Goal 1: Extract the stretch from "The ftp is guaranteed." through "records was received." from the forum thread on flat file data integrity, copying it word for word.

Well, it's kinda like saying your backups will never fail. The backup script works now, and it has for many months, so I should never worry. Right?  

Well I'm paranoid, and Andy Groove is my god. So I have to put in place some checks to make sure the data is ok, before I load 1,000s of records into my database that could corrupt it.  

Yes, I can implement all the suggestions, but I also have to consider the possibility that one of these other systems is sending me a file that is just plain wrong, or a file meant for a different system, or an old file.  

Thanks everyone!!!

I do not see how the file can get "scrambled". You write it out ok.
The ftp is guaranteed.
So what is the problem.  

I will go along with the suggestion to zip it. It saves on the ftp time and also gives you some protection.  

Yechiel Adar

I have to create packages that will generate several flat files of data from tables that will be sent to other systems to be processed.

I am looking for ideas on how to ensure data integrity in the flat files.

For example, the expected record count is stored on the first line of the file to ensure that the correct amount of records was received.

The systems group is chartered to ensure the flat files are correctly FTPed between systems, so that's covered.

I just worry that if "somehow" a flat file is scrambled then the scrambled data is loaded into the database, therefore corrupting it.

At this phase, XML is not an option

I keep thinking that some sort of CRC should be stored with each line in the flat file. And then before the line is loaded into the database, the CRC is compared against the generated CRC of the just read line. Has anyone done anything like this? Any examples out there?

Many TIA!!

Data lines:
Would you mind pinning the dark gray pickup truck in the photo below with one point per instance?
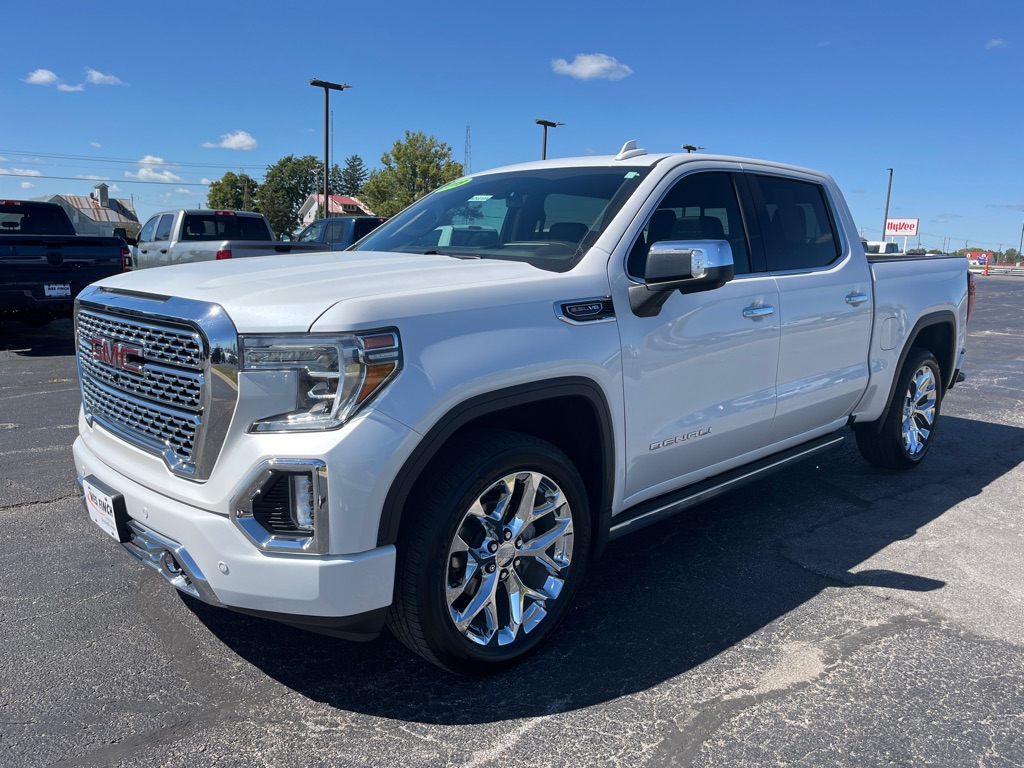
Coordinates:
(44, 264)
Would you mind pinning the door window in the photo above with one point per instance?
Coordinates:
(151, 226)
(700, 206)
(798, 226)
(164, 227)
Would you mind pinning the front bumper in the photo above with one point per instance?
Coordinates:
(207, 556)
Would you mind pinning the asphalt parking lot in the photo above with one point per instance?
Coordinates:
(834, 614)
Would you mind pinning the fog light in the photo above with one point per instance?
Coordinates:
(283, 506)
(302, 501)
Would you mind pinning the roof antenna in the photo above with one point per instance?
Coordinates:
(630, 151)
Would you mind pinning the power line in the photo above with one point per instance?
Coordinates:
(91, 159)
(125, 180)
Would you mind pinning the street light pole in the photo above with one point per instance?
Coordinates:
(888, 195)
(328, 87)
(547, 124)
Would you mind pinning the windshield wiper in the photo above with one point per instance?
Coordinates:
(453, 255)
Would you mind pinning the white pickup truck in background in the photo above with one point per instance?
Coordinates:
(439, 437)
(185, 237)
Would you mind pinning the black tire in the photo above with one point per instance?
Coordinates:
(902, 438)
(437, 583)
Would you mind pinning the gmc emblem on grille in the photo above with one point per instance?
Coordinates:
(116, 354)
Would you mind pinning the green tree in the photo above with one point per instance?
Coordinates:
(286, 186)
(353, 176)
(413, 169)
(232, 193)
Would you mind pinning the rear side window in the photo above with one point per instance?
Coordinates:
(223, 226)
(366, 225)
(797, 223)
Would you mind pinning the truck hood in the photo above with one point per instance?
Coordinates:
(288, 293)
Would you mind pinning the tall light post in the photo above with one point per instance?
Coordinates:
(888, 195)
(1021, 246)
(328, 87)
(547, 124)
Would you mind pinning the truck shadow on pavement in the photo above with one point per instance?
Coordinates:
(665, 600)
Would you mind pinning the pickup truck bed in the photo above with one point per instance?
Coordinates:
(41, 273)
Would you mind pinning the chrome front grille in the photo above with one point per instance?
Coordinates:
(151, 378)
(178, 345)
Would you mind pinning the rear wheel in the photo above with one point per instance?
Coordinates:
(494, 555)
(903, 437)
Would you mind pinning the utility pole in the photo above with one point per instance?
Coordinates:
(547, 124)
(888, 195)
(328, 87)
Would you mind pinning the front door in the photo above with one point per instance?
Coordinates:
(699, 377)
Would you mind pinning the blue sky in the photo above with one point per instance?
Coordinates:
(934, 90)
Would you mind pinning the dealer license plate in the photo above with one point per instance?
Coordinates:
(105, 509)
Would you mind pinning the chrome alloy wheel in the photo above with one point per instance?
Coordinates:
(509, 559)
(919, 411)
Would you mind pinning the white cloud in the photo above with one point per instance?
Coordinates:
(42, 77)
(233, 140)
(97, 78)
(147, 174)
(592, 67)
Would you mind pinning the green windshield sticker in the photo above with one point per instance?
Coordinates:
(457, 182)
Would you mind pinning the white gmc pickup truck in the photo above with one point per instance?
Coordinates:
(439, 438)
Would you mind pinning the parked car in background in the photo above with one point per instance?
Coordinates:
(44, 264)
(338, 232)
(184, 237)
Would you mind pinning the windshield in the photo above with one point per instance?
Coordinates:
(547, 217)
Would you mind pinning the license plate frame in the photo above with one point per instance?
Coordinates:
(56, 290)
(107, 508)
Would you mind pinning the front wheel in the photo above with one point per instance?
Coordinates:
(494, 555)
(902, 439)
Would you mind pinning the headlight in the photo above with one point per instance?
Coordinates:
(335, 374)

Goal 2: Copy the stretch of the records from the line containing "Would you mind pinning the parked" through the end of the records, word for word.

Result 1:
The ftp is guaranteed.
So what is the problem.  

I will go along with the suggestion to zip it. It saves on the ftp time and also gives you some protection.  

Yechiel Adar

I have to create packages that will generate several flat files of data from tables that will be sent to other systems to be processed.

I am looking for ideas on how to ensure data integrity in the flat files.

For example, the expected record count is stored on the first line of the file to ensure that the correct amount of records was received.

Result 2:
Would you mind pinning the parked car in background in the photo above with one point per instance?
Coordinates:
(44, 264)
(338, 232)
(184, 237)
Would you mind pinning the windshield in the photo above with one point per instance?
Coordinates:
(547, 217)
Would you mind pinning the license plate frame in the photo above with one point per instance?
Coordinates:
(56, 290)
(107, 508)
Would you mind pinning the front wheel in the photo above with one point per instance?
Coordinates:
(494, 555)
(902, 439)
Would you mind pinning the headlight in the photo above with one point per instance?
Coordinates:
(335, 374)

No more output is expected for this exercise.